■ **ACTIVITY**
Within the records below, find the line containing "Every instance of the front". Reproduce it and each line after it exactly, and nothing else.

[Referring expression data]
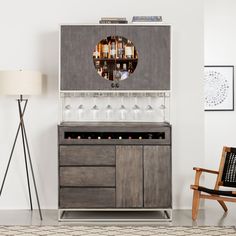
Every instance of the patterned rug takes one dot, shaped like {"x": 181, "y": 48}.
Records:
{"x": 115, "y": 230}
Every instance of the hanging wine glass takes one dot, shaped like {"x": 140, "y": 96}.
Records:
{"x": 108, "y": 111}
{"x": 162, "y": 107}
{"x": 80, "y": 112}
{"x": 123, "y": 112}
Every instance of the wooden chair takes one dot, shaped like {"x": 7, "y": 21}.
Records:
{"x": 226, "y": 176}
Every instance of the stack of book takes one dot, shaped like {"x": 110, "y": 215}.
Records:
{"x": 147, "y": 19}
{"x": 113, "y": 20}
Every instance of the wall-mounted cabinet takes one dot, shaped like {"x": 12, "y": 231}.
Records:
{"x": 84, "y": 58}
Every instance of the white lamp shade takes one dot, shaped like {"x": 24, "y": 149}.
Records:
{"x": 20, "y": 82}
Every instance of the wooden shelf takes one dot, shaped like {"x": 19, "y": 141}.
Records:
{"x": 116, "y": 59}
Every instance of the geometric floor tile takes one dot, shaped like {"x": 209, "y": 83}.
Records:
{"x": 71, "y": 230}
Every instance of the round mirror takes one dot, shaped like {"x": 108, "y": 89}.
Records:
{"x": 115, "y": 58}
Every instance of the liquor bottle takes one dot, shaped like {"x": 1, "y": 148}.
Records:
{"x": 113, "y": 47}
{"x": 96, "y": 53}
{"x": 130, "y": 68}
{"x": 128, "y": 49}
{"x": 117, "y": 72}
{"x": 105, "y": 70}
{"x": 97, "y": 65}
{"x": 105, "y": 48}
{"x": 120, "y": 49}
{"x": 124, "y": 72}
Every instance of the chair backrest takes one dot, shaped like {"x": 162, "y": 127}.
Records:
{"x": 228, "y": 167}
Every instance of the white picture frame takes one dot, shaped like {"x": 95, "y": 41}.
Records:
{"x": 219, "y": 88}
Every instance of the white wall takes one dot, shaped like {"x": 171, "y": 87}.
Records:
{"x": 220, "y": 49}
{"x": 29, "y": 39}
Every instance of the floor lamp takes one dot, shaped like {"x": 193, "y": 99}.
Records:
{"x": 22, "y": 83}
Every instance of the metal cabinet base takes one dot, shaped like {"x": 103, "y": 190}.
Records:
{"x": 110, "y": 215}
{"x": 119, "y": 167}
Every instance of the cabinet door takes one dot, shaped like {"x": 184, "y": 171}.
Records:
{"x": 129, "y": 176}
{"x": 153, "y": 46}
{"x": 77, "y": 45}
{"x": 157, "y": 177}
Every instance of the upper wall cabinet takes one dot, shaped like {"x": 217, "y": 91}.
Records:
{"x": 115, "y": 57}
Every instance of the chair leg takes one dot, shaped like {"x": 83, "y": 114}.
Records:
{"x": 195, "y": 205}
{"x": 223, "y": 206}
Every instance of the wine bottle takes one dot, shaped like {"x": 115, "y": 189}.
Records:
{"x": 105, "y": 70}
{"x": 128, "y": 49}
{"x": 96, "y": 53}
{"x": 117, "y": 72}
{"x": 105, "y": 48}
{"x": 113, "y": 47}
{"x": 120, "y": 49}
{"x": 130, "y": 68}
{"x": 124, "y": 72}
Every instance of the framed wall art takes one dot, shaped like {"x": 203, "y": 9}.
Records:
{"x": 219, "y": 88}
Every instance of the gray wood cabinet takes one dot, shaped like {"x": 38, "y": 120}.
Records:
{"x": 129, "y": 176}
{"x": 77, "y": 71}
{"x": 131, "y": 172}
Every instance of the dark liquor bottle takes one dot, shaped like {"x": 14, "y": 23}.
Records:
{"x": 113, "y": 47}
{"x": 97, "y": 65}
{"x": 105, "y": 70}
{"x": 124, "y": 72}
{"x": 117, "y": 72}
{"x": 105, "y": 48}
{"x": 130, "y": 68}
{"x": 128, "y": 49}
{"x": 120, "y": 49}
{"x": 96, "y": 53}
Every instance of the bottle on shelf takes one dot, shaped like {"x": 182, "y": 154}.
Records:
{"x": 96, "y": 53}
{"x": 124, "y": 72}
{"x": 113, "y": 47}
{"x": 128, "y": 50}
{"x": 97, "y": 65}
{"x": 117, "y": 72}
{"x": 120, "y": 49}
{"x": 105, "y": 70}
{"x": 105, "y": 48}
{"x": 130, "y": 68}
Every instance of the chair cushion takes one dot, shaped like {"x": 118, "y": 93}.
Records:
{"x": 216, "y": 192}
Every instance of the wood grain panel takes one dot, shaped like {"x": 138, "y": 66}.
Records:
{"x": 129, "y": 176}
{"x": 157, "y": 176}
{"x": 87, "y": 155}
{"x": 87, "y": 176}
{"x": 87, "y": 197}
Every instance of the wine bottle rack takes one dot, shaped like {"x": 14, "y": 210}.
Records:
{"x": 114, "y": 135}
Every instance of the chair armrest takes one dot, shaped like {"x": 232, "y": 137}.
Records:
{"x": 206, "y": 170}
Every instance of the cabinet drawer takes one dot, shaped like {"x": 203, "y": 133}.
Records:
{"x": 87, "y": 155}
{"x": 87, "y": 176}
{"x": 87, "y": 197}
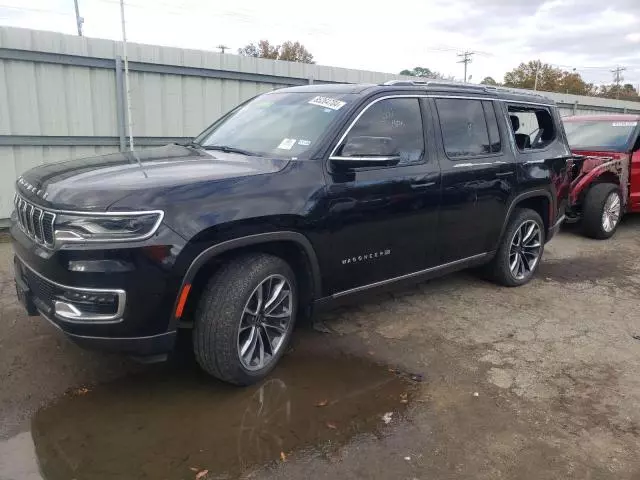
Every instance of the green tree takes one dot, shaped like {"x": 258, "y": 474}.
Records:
{"x": 623, "y": 92}
{"x": 421, "y": 72}
{"x": 489, "y": 81}
{"x": 294, "y": 52}
{"x": 289, "y": 51}
{"x": 549, "y": 79}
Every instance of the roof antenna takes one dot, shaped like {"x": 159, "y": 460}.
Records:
{"x": 128, "y": 89}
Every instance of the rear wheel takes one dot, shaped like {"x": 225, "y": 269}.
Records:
{"x": 520, "y": 251}
{"x": 601, "y": 211}
{"x": 245, "y": 318}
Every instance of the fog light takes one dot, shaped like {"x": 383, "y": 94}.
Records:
{"x": 100, "y": 266}
{"x": 90, "y": 297}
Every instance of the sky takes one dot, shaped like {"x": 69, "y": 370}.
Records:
{"x": 592, "y": 36}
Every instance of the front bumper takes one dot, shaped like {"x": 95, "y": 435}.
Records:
{"x": 139, "y": 346}
{"x": 117, "y": 311}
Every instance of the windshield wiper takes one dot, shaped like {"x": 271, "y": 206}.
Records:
{"x": 228, "y": 149}
{"x": 190, "y": 144}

■ **RESPONSE TO THIS EXERCISE**
Every instance of the front bumper takes one dot, shaped like {"x": 95, "y": 435}.
Records:
{"x": 139, "y": 346}
{"x": 117, "y": 311}
Every instance of the windshield wiper takes one dot, shaped like {"x": 271, "y": 206}.
Records:
{"x": 228, "y": 149}
{"x": 190, "y": 144}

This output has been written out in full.